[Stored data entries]

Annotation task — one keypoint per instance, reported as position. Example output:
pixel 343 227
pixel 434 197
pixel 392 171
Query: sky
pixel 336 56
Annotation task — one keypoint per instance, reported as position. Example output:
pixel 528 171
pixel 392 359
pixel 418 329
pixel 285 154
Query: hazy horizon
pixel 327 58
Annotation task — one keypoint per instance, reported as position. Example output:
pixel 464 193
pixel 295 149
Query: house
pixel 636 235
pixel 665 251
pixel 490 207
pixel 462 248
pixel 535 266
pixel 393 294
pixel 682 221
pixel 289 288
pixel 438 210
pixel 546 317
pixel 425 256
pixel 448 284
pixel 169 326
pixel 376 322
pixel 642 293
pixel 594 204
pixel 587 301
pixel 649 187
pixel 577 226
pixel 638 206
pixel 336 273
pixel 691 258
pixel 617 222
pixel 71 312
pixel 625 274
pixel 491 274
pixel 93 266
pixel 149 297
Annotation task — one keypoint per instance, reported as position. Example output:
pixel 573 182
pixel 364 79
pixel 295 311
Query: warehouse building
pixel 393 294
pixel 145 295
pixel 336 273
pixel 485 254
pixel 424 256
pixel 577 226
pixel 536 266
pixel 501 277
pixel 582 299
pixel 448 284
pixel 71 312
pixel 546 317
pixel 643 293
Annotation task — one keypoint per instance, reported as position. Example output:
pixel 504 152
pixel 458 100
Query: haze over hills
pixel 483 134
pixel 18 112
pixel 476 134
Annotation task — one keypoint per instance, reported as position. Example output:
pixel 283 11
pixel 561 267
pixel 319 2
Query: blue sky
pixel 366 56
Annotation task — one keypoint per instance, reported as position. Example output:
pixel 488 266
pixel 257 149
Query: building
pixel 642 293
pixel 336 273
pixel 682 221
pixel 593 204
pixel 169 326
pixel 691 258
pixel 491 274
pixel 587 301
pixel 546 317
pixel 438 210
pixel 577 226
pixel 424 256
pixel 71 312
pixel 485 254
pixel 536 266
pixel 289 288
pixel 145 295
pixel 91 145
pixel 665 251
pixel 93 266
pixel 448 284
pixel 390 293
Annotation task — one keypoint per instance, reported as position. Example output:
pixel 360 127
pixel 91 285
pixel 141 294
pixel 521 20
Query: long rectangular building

What needs to be done: All lines from the beginning of the entries through the line marked "pixel 295 311" are to be output exactly; nothing else belongs in the answer.

Your solution:
Annotation task — one keypoint per instance, reported as position. Example output:
pixel 343 227
pixel 434 197
pixel 392 171
Query: sky
pixel 336 56
Annotation task — one keypoint per instance, reported as position. Example output:
pixel 528 171
pixel 392 359
pixel 418 329
pixel 285 154
Query: hazy horizon
pixel 327 58
Annotation task — one keypoint per instance, reported as position. Example output:
pixel 464 193
pixel 295 149
Query: house
pixel 636 235
pixel 665 251
pixel 490 207
pixel 462 248
pixel 535 266
pixel 393 294
pixel 682 221
pixel 289 288
pixel 438 210
pixel 546 317
pixel 425 256
pixel 448 284
pixel 169 326
pixel 376 322
pixel 642 293
pixel 594 204
pixel 587 301
pixel 649 187
pixel 577 226
pixel 638 206
pixel 336 273
pixel 691 258
pixel 617 222
pixel 71 312
pixel 625 274
pixel 491 274
pixel 93 266
pixel 149 297
Annotation task — one keypoint per instance, reported as position. Example output:
pixel 573 182
pixel 364 79
pixel 295 311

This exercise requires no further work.